▶ **WHAT TO WORK ON**
Rewrite every line of the records below as a numbered list, and leave out any blank lines.

▶ **DATA SUPPLIED**
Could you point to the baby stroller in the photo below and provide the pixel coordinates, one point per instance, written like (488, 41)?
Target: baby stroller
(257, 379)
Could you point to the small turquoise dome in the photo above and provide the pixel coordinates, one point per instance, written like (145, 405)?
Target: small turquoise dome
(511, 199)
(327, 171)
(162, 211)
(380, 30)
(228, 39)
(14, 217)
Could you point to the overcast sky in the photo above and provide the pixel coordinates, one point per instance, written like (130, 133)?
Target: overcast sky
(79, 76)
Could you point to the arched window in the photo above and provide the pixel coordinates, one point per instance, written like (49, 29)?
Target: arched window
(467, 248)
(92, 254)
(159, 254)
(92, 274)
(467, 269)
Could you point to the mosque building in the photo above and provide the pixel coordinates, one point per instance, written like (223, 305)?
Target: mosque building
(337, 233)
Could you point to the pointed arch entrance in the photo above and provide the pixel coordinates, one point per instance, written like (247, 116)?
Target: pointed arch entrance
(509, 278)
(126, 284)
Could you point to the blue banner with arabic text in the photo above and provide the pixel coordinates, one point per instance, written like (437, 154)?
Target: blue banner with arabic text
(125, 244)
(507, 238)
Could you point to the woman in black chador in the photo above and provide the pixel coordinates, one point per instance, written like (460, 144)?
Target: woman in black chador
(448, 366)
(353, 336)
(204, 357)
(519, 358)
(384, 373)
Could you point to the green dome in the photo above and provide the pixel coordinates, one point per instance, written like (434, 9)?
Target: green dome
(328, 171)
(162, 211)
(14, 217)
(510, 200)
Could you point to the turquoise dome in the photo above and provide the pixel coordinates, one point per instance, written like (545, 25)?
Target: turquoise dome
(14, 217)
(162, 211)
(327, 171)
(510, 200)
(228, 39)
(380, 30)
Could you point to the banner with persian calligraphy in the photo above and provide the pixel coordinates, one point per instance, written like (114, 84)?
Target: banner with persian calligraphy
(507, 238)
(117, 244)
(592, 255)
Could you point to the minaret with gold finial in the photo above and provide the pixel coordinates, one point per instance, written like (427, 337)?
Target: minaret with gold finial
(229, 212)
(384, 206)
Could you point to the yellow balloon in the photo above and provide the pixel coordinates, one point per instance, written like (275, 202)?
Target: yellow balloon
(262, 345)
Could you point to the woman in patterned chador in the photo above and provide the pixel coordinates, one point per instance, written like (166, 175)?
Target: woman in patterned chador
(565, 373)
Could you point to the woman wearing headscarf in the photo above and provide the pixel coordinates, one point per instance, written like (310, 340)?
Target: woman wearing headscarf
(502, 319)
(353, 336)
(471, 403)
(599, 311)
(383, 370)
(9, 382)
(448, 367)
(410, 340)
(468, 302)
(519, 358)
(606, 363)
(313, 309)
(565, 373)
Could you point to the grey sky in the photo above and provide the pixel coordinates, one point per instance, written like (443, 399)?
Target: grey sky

▶ **COMPLETED EXERCISE**
1. Could you point to the baby stroller in the photo below and provide the pixel coordinates, one point per instance, written like (488, 41)?
2. Target: baby stroller
3. (257, 379)
4. Could you point to the small turquoise dome in the photo above and provide the pixel coordinates, one point per instance, written like (145, 405)?
5. Target: small turquoise dome
6. (511, 199)
7. (327, 171)
8. (162, 211)
9. (380, 30)
10. (228, 39)
11. (14, 217)
12. Could you point to the overcast sky in the photo above and provide the pixel coordinates, one point per instance, written like (130, 133)?
13. Target: overcast sky
14. (79, 76)
15. Could you point to the arched window in the photo above and provide the pixel coordinates, one point per instance, written like (49, 29)?
16. Target: arched window
17. (467, 248)
18. (92, 254)
19. (159, 254)
20. (92, 274)
21. (467, 269)
22. Could you point to the mosque building in the photo above and provide the pixel coordinates, one point per instance, written like (223, 305)?
23. Target: mosque building
24. (337, 233)
25. Could you point to the pointed arch entrance in the photo above and provide the pixel coordinates, one point per instance, written like (247, 116)?
26. Target: pointed arch entrance
27. (509, 278)
28. (126, 284)
29. Could you point to the blue banner with arabic text in the photo above and provide the pixel coordinates, one point per instance, written like (437, 154)?
30. Target: blue banner with arabic text
31. (125, 244)
32. (507, 238)
33. Could you point to the woman in black chador in the photo above and provide the pixel coordinates, one point per instance, written like (460, 144)?
34. Target: woman in black chador
35. (448, 366)
36. (353, 336)
37. (204, 357)
38. (519, 358)
39. (384, 373)
40. Could you point to the green dome in the photo above and provide the pixel coordinates, one point per instance, written like (434, 9)?
41. Target: green dome
42. (328, 171)
43. (162, 211)
44. (14, 217)
45. (510, 200)
46. Could you point to the turquoise dome in the photo above and provide the pixel coordinates, one point per instance, written like (545, 25)?
47. Target: turquoise dome
48. (14, 217)
49. (162, 211)
50. (327, 171)
51. (510, 200)
52. (228, 39)
53. (380, 30)
54. Could you point to the banner with persian calligraphy in the photo above and provide the pixel coordinates, one point per instance, written like (114, 84)?
55. Target: banner with persian calligraphy
56. (507, 238)
57. (117, 244)
58. (592, 255)
59. Could you point to the minaret with gold finial in the photo above and provide the pixel coordinates, one point per instance, written like (427, 337)?
60. Target: minaret with gold finial
61. (229, 212)
62. (384, 206)
63. Could you point to the yellow balloon in the photo above and provide the pixel coordinates, one point per instance, written like (275, 202)?
64. Target: yellow balloon
65. (262, 345)
66. Could you point to the woman in patterned chador in the photo above and provide the pixel coordinates, one point per instance, written like (166, 175)?
67. Target: woman in patterned chador
68. (565, 373)
69. Could you point to the woman wearing headscarf in the photo above and provide the pixel coordinates, one point per instance, written like (310, 340)?
70. Target: woman wearing headscarf
71. (502, 319)
72. (353, 336)
73. (471, 403)
74. (599, 311)
75. (383, 370)
76. (9, 382)
77. (448, 367)
78. (410, 340)
79. (468, 302)
80. (519, 358)
81. (606, 363)
82. (313, 309)
83. (565, 373)
84. Could you point to the grey sky in the photo above and provide the pixel coordinates, one point per instance, written like (443, 399)?
85. Target: grey sky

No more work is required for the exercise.